Recast the lines from the one containing "Every <instance> block" through the one containing "241L620 212H614L609 226L591", both included, as a Markdown table with a No. column giving each row's number and a Text column holding the line. Omit any blank lines.

Records provided:
* * * * *

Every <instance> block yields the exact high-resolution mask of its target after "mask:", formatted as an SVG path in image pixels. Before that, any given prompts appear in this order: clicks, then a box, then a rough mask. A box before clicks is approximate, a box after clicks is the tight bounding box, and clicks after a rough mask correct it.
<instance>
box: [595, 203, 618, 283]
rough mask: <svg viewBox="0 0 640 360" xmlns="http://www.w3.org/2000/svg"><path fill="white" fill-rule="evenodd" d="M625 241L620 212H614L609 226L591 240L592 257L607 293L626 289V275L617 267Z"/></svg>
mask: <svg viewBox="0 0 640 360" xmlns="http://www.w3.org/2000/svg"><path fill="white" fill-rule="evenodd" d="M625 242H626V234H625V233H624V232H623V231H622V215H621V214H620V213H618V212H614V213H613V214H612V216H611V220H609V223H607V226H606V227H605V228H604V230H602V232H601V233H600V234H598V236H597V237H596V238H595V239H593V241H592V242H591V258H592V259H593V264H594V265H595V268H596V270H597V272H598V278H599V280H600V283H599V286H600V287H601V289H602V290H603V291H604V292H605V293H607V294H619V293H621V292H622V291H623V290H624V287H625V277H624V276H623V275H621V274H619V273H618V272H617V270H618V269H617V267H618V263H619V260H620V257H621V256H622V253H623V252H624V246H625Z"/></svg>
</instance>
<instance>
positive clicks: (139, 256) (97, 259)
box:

* * * * *

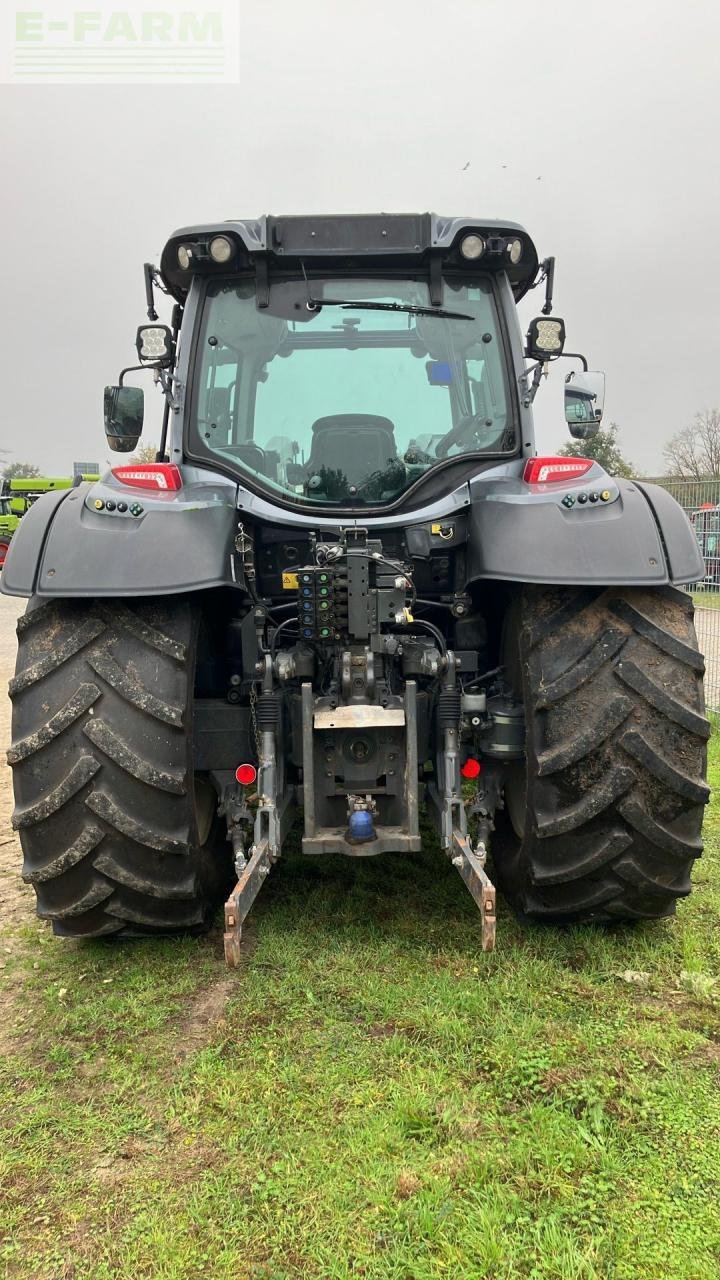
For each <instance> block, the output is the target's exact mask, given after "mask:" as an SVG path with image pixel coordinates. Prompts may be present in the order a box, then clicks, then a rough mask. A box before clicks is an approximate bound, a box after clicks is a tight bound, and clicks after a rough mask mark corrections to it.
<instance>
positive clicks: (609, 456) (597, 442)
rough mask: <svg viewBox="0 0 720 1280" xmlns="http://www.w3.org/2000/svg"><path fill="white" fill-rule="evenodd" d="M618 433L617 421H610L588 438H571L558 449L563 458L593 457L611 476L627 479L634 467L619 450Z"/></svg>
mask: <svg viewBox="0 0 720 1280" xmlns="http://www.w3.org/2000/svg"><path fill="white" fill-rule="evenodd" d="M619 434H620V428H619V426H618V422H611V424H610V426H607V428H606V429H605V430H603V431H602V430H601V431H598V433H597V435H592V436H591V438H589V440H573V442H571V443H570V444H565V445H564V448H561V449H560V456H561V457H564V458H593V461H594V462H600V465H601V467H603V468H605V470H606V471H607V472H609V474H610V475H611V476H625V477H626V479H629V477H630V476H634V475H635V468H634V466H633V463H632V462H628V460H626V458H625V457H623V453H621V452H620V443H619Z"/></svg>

* * * * *

Your solution:
| No. | Text |
|---|---|
| 1 | Every <instance> block yields the exact high-resolution mask of its target after "mask:", formatted as an SVG path in image pixels. Before that, any given prompts appear in this order: clicks, then a box, then a rough mask. A box before clicks is approximate, a box after clicks is the tight bounding box, and clicks after a rough mask correct it. |
| 2 | <instance> |
| 3 | box: [595, 203, 618, 283] |
| 4 | rough mask: <svg viewBox="0 0 640 360" xmlns="http://www.w3.org/2000/svg"><path fill="white" fill-rule="evenodd" d="M625 241L620 212H614L609 226L591 240L592 257L607 293L626 289V275L617 267Z"/></svg> |